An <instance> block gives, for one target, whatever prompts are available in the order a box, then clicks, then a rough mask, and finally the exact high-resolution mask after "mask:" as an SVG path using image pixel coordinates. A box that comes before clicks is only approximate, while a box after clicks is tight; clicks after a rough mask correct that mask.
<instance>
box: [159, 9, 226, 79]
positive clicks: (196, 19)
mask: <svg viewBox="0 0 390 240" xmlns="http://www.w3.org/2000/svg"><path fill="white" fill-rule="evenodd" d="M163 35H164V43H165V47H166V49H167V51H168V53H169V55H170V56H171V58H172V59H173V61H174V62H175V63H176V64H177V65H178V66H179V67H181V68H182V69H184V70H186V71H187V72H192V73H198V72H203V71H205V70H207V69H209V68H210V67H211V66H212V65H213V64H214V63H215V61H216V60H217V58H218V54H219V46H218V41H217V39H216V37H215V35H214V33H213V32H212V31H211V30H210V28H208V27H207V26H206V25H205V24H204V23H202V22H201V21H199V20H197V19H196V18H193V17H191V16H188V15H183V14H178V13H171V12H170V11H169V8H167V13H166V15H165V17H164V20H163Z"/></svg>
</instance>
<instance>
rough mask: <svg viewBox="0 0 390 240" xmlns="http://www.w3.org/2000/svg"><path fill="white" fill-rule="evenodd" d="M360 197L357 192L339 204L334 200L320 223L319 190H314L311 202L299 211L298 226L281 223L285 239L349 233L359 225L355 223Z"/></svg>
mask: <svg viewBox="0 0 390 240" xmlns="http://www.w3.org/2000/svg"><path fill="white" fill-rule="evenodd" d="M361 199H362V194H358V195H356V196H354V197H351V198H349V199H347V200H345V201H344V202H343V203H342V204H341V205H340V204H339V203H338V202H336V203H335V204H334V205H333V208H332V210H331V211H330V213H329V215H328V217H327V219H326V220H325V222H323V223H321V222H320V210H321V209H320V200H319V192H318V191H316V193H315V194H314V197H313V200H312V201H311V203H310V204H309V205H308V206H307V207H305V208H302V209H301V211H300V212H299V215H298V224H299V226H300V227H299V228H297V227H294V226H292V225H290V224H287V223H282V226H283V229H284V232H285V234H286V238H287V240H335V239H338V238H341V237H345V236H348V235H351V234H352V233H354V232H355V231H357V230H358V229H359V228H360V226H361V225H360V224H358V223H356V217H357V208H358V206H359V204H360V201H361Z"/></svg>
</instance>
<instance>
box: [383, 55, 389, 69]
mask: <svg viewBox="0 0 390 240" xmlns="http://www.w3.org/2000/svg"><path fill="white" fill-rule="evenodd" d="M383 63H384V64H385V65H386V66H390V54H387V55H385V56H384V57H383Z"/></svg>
---
▸ ASSIGNMENT
Please render the lines starting at the beginning of the items and ending at the line containing "positive clicks: (196, 19)", both included, as a JSON list of strings with one string per line and no blank lines.

▸ RESULT BELOW
[
  "An <instance> block gives, for one target, whatever prompts are available in the order a box, then clicks, then a rough mask, and finally the exact high-resolution mask after \"mask:\" as an SVG path using image pixel coordinates. A box that comes before clicks is only approximate, while a box after clicks is tight; clicks after a rough mask correct that mask.",
  "<instance>",
  "box: [159, 9, 226, 79]",
  "positive clicks: (196, 19)"
]